— ABOUT THIS EXERCISE —
Filter the entries below, keeping only lines with "hand".

— THE DATA —
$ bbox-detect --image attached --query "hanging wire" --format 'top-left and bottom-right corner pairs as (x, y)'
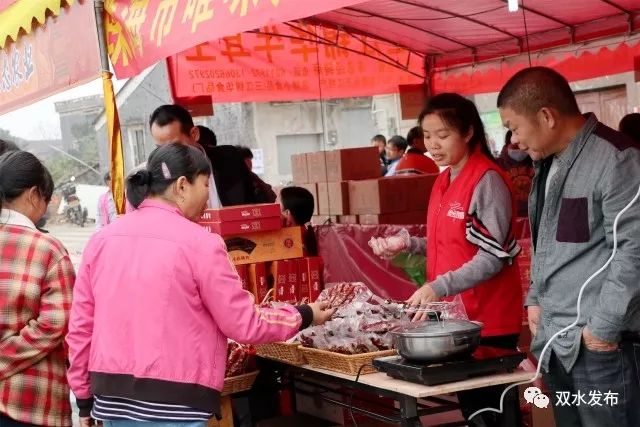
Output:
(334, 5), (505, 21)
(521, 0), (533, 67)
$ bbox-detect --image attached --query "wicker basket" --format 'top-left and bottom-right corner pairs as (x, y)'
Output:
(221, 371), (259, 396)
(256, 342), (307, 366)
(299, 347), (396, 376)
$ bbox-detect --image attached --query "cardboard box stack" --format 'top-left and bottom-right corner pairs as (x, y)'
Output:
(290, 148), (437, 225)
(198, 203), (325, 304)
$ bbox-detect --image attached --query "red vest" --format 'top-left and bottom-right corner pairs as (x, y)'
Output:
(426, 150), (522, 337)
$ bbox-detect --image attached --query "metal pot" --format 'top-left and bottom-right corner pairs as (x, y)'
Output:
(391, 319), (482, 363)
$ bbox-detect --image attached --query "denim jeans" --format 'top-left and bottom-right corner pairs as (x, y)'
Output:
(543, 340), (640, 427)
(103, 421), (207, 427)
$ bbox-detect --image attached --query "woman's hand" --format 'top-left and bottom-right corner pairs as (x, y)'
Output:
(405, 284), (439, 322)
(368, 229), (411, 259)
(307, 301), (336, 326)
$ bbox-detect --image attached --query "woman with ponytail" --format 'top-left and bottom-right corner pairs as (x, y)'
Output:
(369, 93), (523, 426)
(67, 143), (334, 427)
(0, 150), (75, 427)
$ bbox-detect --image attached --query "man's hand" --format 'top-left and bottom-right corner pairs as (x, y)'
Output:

— YOUR RESPONSE —
$ bbox-detect --image attached --query "woman's hand" --format 'top-left and bottom-right corner pairs as (x, y)'
$ bbox-detect --image attached --query "man's hand" --format 'top-left and bottom-right corner pairs as (x, y)'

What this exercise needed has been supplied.